→ **THE PROBLEM**
Lift every line from the entries that includes the word "golden".

Dataset records
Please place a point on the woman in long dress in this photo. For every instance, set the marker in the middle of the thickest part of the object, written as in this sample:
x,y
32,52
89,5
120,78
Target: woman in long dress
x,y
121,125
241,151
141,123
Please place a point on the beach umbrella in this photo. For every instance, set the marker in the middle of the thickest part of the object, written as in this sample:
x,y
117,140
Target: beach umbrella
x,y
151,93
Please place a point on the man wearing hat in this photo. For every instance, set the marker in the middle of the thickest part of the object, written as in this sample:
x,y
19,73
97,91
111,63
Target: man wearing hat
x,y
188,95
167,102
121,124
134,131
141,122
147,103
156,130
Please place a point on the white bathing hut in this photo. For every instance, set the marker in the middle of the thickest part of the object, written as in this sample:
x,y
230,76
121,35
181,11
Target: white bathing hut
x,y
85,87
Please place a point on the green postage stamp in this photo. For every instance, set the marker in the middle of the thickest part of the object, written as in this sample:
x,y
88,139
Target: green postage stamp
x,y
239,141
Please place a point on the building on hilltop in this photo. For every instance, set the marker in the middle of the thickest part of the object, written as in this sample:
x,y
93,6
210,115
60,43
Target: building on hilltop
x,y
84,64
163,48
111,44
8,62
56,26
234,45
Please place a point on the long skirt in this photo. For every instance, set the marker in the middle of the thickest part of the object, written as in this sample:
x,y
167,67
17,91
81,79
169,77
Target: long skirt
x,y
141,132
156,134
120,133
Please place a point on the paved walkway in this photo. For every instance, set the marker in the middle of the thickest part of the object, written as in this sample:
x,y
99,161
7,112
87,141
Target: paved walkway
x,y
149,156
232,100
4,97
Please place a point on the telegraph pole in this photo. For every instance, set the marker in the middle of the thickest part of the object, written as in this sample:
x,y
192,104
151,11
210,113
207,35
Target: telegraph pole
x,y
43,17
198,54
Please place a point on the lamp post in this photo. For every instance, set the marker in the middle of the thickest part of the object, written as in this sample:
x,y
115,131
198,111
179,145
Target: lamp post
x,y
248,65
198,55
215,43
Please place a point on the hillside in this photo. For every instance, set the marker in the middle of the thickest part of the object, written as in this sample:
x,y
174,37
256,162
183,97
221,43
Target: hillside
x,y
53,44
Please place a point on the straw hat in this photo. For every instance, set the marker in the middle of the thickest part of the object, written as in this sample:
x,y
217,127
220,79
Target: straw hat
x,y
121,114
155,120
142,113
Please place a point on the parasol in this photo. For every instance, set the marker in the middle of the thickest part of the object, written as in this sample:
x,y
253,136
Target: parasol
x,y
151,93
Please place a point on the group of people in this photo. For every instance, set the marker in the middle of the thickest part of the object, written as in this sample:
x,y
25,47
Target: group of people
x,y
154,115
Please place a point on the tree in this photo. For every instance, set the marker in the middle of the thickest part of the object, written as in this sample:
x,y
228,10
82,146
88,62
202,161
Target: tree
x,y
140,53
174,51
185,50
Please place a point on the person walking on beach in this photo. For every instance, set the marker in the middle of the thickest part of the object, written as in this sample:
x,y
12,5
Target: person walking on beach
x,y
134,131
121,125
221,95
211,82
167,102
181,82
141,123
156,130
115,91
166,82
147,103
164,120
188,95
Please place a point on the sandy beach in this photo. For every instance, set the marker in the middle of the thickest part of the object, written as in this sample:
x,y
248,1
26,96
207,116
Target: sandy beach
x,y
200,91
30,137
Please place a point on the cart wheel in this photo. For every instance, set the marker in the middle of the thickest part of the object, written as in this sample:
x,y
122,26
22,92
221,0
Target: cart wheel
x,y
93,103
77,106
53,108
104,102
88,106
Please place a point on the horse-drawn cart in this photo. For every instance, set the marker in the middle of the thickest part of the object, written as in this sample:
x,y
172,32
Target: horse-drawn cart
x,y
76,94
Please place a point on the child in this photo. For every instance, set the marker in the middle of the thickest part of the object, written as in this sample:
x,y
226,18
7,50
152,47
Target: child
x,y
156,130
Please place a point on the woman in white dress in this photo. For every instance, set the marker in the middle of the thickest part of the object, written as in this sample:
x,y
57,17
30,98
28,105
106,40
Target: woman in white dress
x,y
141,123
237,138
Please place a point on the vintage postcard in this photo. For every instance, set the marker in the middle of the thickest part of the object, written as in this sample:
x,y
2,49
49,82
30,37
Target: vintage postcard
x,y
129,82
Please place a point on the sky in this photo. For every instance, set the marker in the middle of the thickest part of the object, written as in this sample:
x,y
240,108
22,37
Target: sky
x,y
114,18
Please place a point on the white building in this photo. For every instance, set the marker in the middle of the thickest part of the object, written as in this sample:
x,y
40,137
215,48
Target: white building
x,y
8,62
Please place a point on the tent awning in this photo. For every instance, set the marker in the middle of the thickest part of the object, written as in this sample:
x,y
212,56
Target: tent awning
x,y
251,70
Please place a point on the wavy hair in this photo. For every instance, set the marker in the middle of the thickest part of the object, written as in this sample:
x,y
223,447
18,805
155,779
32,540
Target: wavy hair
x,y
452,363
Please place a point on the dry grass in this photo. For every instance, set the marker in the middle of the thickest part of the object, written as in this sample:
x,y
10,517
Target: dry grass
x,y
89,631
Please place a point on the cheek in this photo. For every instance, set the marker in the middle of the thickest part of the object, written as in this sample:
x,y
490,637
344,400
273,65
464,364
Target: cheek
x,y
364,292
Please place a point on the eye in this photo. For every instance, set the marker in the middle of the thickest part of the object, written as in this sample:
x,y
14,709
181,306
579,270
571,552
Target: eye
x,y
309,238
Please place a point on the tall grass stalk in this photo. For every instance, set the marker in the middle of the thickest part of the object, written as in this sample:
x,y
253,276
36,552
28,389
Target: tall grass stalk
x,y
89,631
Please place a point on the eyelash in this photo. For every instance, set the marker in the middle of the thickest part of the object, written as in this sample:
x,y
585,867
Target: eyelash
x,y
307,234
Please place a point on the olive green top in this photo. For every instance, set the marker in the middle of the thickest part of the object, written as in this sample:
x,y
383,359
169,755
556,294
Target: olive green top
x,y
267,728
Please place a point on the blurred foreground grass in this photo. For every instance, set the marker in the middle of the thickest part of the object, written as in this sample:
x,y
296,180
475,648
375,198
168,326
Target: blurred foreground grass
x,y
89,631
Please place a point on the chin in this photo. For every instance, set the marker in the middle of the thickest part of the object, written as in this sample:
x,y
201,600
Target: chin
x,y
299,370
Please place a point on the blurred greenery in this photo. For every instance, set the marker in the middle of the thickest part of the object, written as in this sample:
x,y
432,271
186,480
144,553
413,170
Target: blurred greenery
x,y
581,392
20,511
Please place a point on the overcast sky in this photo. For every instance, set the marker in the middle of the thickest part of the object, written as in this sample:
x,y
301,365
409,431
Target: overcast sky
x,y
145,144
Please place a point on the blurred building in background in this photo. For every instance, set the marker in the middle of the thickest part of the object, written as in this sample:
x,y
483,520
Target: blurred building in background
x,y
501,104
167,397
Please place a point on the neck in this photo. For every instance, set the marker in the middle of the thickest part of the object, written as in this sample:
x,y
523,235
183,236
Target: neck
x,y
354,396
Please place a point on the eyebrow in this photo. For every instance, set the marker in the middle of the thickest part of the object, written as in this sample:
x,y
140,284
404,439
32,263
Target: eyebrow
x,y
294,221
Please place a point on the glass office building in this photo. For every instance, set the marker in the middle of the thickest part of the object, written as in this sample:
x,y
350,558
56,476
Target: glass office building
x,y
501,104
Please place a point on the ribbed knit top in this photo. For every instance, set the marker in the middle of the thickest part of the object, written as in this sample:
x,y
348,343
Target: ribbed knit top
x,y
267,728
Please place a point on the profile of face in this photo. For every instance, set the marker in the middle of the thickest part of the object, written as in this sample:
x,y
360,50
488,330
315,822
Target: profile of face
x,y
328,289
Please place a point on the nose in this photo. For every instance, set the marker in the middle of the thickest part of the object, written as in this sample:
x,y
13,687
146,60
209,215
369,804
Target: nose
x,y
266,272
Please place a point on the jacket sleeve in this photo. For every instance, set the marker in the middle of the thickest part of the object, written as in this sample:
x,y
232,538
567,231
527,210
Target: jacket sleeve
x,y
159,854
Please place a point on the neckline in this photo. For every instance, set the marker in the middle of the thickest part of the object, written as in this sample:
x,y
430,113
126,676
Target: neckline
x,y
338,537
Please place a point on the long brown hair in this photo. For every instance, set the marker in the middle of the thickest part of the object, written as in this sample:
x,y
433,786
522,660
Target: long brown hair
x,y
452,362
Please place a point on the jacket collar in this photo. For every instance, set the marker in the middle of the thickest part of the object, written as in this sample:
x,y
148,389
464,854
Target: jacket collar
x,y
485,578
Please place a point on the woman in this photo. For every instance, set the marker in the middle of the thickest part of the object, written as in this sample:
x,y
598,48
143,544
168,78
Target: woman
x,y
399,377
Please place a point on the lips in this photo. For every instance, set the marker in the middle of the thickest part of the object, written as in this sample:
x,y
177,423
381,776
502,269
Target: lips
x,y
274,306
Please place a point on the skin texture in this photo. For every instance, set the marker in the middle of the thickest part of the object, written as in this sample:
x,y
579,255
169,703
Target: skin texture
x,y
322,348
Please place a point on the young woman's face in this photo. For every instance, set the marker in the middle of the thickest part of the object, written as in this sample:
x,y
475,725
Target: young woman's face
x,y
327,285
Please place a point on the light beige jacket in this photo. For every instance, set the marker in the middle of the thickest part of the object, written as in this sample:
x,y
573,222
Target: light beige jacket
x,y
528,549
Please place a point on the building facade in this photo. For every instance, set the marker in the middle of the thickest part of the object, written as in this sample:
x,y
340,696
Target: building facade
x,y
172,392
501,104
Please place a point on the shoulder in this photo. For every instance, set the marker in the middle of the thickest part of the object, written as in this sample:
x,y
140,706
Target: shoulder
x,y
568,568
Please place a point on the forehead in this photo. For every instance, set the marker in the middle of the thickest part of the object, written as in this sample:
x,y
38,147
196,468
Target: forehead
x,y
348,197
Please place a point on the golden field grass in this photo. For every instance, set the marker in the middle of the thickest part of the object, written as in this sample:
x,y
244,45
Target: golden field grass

→ **OUTPUT BELOW**
Please place a point on the golden field grass in this photo. For every instance, set the marker in the middle of the thickest part of the object, written as in this sample:
Target: golden field grass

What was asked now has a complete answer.